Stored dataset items
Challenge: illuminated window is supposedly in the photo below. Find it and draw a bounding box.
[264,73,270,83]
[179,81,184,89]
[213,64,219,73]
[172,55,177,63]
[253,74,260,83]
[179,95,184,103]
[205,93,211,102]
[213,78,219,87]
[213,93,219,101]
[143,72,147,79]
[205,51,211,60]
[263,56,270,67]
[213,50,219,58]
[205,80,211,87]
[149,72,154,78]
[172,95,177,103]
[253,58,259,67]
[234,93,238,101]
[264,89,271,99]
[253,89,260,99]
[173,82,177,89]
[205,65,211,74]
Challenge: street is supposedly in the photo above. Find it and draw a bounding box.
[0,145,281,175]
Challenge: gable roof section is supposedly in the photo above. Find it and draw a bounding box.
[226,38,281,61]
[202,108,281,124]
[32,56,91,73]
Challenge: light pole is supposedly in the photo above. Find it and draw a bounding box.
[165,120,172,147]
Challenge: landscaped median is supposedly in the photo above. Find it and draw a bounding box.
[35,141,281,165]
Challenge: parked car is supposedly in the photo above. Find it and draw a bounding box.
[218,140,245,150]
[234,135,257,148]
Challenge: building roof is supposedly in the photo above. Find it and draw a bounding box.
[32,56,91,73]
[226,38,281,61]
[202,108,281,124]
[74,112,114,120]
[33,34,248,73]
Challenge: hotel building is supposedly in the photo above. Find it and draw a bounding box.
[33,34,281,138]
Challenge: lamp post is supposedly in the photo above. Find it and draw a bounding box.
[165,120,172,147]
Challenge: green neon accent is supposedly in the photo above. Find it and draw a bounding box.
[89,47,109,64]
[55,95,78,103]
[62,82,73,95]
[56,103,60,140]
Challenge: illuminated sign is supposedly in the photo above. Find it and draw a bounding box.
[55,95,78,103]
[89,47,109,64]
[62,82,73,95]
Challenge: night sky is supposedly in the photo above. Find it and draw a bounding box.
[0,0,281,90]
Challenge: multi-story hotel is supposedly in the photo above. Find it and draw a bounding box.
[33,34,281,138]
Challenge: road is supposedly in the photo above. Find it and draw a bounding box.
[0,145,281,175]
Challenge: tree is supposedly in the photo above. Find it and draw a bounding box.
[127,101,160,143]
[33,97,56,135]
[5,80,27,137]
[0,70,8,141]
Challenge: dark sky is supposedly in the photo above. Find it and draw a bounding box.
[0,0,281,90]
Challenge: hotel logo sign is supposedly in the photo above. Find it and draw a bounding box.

# [TASK STATEMENT]
Can you pull out the entries from the line containing "Challenge: night sky" through the end of the entries, copying each line without any change?

# [FULL SOLUTION]
Challenge: night sky is supposedly in the photo above. Find it and draw a bounding box.
[0,0,281,90]
Challenge: multi-story hotel is supposedly in the photo above. Find it and draw a bounding box.
[33,34,281,138]
Challenge: road is supposedly in the photo above. Find it and draw a bounding box.
[0,145,281,175]
Challenge: tree is supposedly in the photo above. Find it and draw a bounding box.
[127,101,160,143]
[33,97,56,135]
[5,80,27,137]
[0,70,8,141]
Challenge: dark sky is supposedly in the photo above. Find it and draw a bounding box.
[0,0,281,90]
Challenge: hotel logo sign is supposedly in the photo above. Find it and draw a bounding box.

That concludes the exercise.